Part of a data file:

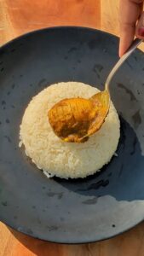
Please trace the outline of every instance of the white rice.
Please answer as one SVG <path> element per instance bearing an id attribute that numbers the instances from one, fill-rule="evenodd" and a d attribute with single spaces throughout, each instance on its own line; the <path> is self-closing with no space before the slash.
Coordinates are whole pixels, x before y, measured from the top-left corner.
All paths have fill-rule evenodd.
<path id="1" fill-rule="evenodd" d="M 98 92 L 89 85 L 67 82 L 49 86 L 30 102 L 20 131 L 20 147 L 47 177 L 85 177 L 100 172 L 114 154 L 119 139 L 119 119 L 111 103 L 109 113 L 100 131 L 84 143 L 62 142 L 49 123 L 48 111 L 64 98 L 89 98 Z"/>

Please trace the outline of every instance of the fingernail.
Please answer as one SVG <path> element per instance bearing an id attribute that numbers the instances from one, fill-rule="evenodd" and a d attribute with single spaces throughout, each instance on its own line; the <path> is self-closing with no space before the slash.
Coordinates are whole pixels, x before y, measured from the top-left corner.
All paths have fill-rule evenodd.
<path id="1" fill-rule="evenodd" d="M 144 37 L 144 27 L 140 27 L 138 29 L 138 35 L 141 37 Z"/>

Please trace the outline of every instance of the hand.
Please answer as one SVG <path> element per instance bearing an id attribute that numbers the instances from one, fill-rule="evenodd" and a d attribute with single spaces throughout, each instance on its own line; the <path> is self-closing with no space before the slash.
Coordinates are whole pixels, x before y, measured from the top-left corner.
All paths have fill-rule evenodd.
<path id="1" fill-rule="evenodd" d="M 144 38 L 144 0 L 119 0 L 121 57 L 130 46 L 135 36 Z"/>

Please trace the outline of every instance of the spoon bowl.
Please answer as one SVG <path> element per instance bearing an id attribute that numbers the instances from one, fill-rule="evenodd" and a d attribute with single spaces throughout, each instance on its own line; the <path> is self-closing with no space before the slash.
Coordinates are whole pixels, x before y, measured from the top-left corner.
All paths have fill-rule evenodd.
<path id="1" fill-rule="evenodd" d="M 101 127 L 110 108 L 109 84 L 117 70 L 142 42 L 135 39 L 127 52 L 118 60 L 109 73 L 105 90 L 89 99 L 64 99 L 48 113 L 54 132 L 67 143 L 84 143 Z"/>

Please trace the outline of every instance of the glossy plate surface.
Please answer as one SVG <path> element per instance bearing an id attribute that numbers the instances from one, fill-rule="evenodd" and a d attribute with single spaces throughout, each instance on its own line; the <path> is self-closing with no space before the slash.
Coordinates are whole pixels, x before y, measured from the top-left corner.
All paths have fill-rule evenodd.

■ **What to do**
Please render every line of the listing above as a JSON list of strings, one string per line, with blank lines and the pictures left out.

■ **Result of this task**
[
  "Please trace the outline of every instance of the white rice.",
  "Please answer as one SVG <path> element per instance bearing an id attribute that numbers the instances from one, fill-rule=\"evenodd\" and a d attribute with single spaces throughout, each instance on its own line; the <path> is self-closing with no space before the slash.",
  "Coordinates are whole pixels, x before y, measured from the top-left corner.",
  "All paths have fill-rule evenodd.",
  "<path id=\"1\" fill-rule=\"evenodd\" d=\"M 98 92 L 89 85 L 67 82 L 49 86 L 30 102 L 20 131 L 20 147 L 47 177 L 85 177 L 100 172 L 114 154 L 119 139 L 119 119 L 111 103 L 109 113 L 100 131 L 84 143 L 62 142 L 49 123 L 48 111 L 64 98 L 89 98 Z\"/>",
  "Please trace the outline of every instance of the fingernail.",
  "Please answer as one SVG <path> element per instance bearing an id attribute that numbers the instances from one, fill-rule=\"evenodd\" and a d attribute with single spaces throughout, each instance on its own line; the <path> is self-closing with no space before the slash.",
  "Coordinates are whole pixels, x before y, measured from the top-left corner.",
  "All paths have fill-rule evenodd.",
  "<path id=\"1\" fill-rule=\"evenodd\" d=\"M 144 37 L 144 27 L 140 27 L 138 29 L 138 35 L 141 37 Z\"/>",
  "Please trace the outline of every instance of the hand.",
  "Please answer as one SVG <path> element per instance bearing an id attribute that numbers the instances from one, fill-rule=\"evenodd\" and a d attribute with single spaces throughout, each instance on its own line; the <path> is self-closing with no space before the slash.",
  "Coordinates are whole pixels, x before y, measured from the top-left corner.",
  "All paths have fill-rule evenodd.",
  "<path id=\"1\" fill-rule=\"evenodd\" d=\"M 144 38 L 144 0 L 119 0 L 121 57 L 130 46 L 135 36 Z\"/>",
  "Please trace the outline of every instance of the spoon bowl.",
  "Please answer as one SVG <path> element per instance bearing an id attribute that numbers the instances from one, fill-rule=\"evenodd\" and a d attribute with single spaces throughout, each instance on its own line; the <path> is self-closing with no space before the slash.",
  "Coordinates are whole pixels, x before y, measured from the top-left corner.",
  "All paths have fill-rule evenodd.",
  "<path id=\"1\" fill-rule=\"evenodd\" d=\"M 101 127 L 110 108 L 109 84 L 117 70 L 142 42 L 135 39 L 127 52 L 118 60 L 109 73 L 105 90 L 89 99 L 64 99 L 48 113 L 54 132 L 67 143 L 84 143 Z\"/>",
  "Please trace the outline of every instance of the glossy plate surface.",
  "Please answer as one SVG <path> element per instance bearing an id attribute that numbers the instances from one, fill-rule=\"evenodd\" and a d attribute with single spaces throughout, each instance on its own line; the <path> is self-closing with no space before the slash.",
  "Coordinates are whole pixels, x before y, measured from the top-left corner.",
  "All paths have fill-rule evenodd."
]